### Task instructions
Transcribe the passage below about turning website visitors into customers, from "There’s plenty of" up to and including "performance or results?".

[Begin Quoted passage]

Why do Website Visitors become Customers?

Somehow your content caught people’s attention. Maybe it was informative, fun, lively, serious, controversial, or made them curious.  They absorbed it and then they made contact. That’s a beautiful thing isn’t it?

Unfortunately, it does happen often. If visitors stick around and make contact, it’s because the content (pages, videos, infographics, blog posts, tweets, etc.) related directly to an issue they were struggling with or it gave them confidence somehow.

To create content like that and get it where it can be seen, you need a content plan. It’s your blueprint for creating new customers online. We want to get you into the “great content” mindset by seeing how important the process is.

 

What Content Should We Have?

There’s plenty of good questions about content you’ll be asking such as:

  • What should our goals and objectives be?
  • Who specifically are we targeting online?
  • Which content will be of interest to them?
  • How will we time the release of new content?
  • How do we assess performance or results?

In general, managing your stream of new content helps to ensure you hit all communications goals and eliminate gaps in coverage. If you create and publish casually, each content piece doesn’t support the rest. Your power comes through focus.

[End Quoted passage]
[Begin Data block]

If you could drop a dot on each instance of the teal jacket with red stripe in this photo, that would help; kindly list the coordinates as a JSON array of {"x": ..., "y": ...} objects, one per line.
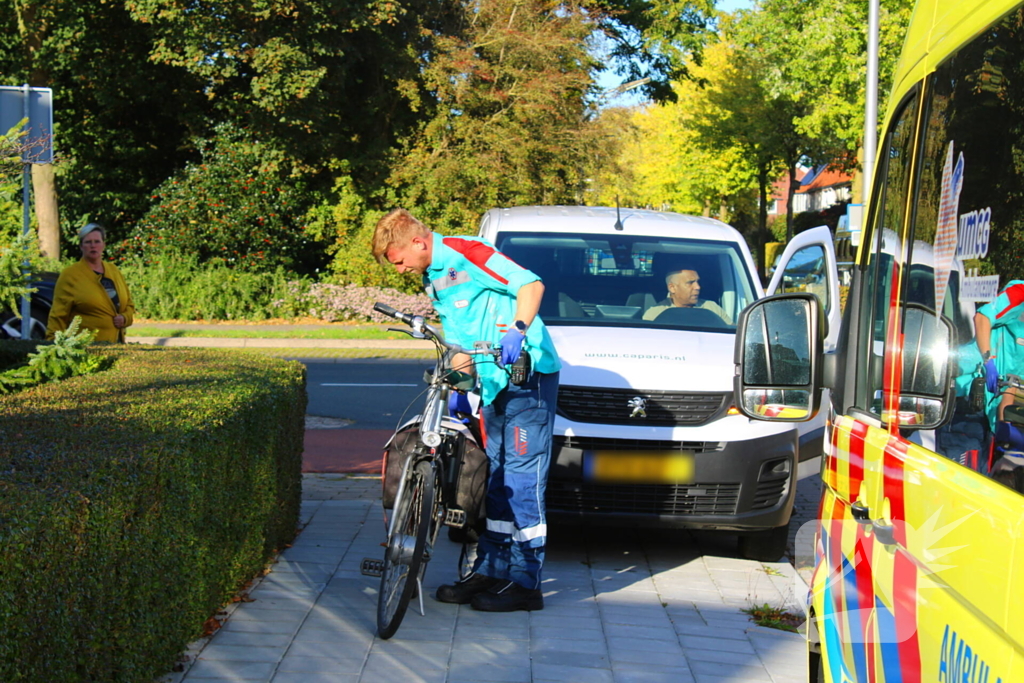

[End Data block]

### Worked solution
There’s plenty of good questions about content you’ll be asking such as:

  • What should our goals and objectives be?
  • Who specifically are we targeting online?
  • Which content will be of interest to them?
  • How will we time the release of new content?
  • How do we assess performance or results?